## Instructions to follow
Please check every line of the listing for "below" and copy each line where it is found.

## Data extracts
========

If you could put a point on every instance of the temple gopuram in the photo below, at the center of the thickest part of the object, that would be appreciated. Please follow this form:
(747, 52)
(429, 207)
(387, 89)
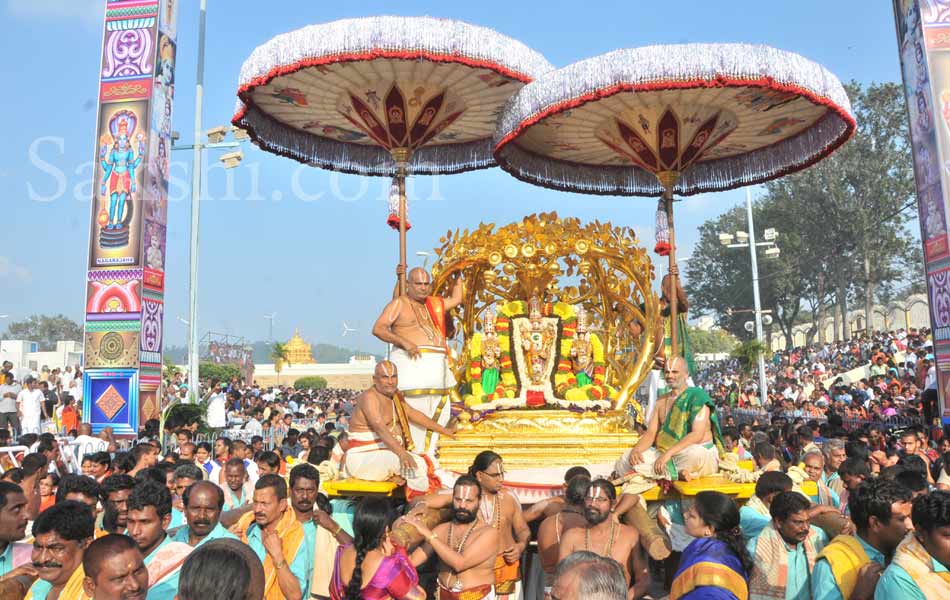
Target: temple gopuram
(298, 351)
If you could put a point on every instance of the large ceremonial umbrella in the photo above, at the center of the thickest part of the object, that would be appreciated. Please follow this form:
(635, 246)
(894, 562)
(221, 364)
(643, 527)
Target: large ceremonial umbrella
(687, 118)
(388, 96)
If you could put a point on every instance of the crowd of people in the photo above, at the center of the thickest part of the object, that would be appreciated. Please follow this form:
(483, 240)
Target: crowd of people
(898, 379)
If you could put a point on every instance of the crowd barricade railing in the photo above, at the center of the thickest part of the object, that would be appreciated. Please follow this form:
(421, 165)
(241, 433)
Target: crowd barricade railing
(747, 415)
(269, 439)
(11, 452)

========

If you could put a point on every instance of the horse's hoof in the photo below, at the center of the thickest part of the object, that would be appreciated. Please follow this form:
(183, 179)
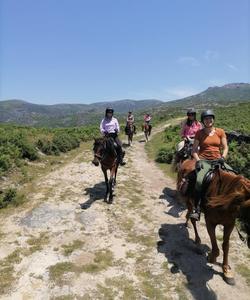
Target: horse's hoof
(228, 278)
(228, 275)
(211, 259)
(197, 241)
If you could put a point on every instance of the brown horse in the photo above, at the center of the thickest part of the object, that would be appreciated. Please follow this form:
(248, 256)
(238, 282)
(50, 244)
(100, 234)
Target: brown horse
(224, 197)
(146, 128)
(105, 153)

========

## Exercise solution
If you could put a point on every instance of the temple gopuram in the photo below, at the center of the thickest part of the object, that would be appreciated. Please follow this form:
If you could put a point on every instance of the horse's hoof in the photo below, at the center of the thickest part of the object, that would be appreciated. Please follow this form:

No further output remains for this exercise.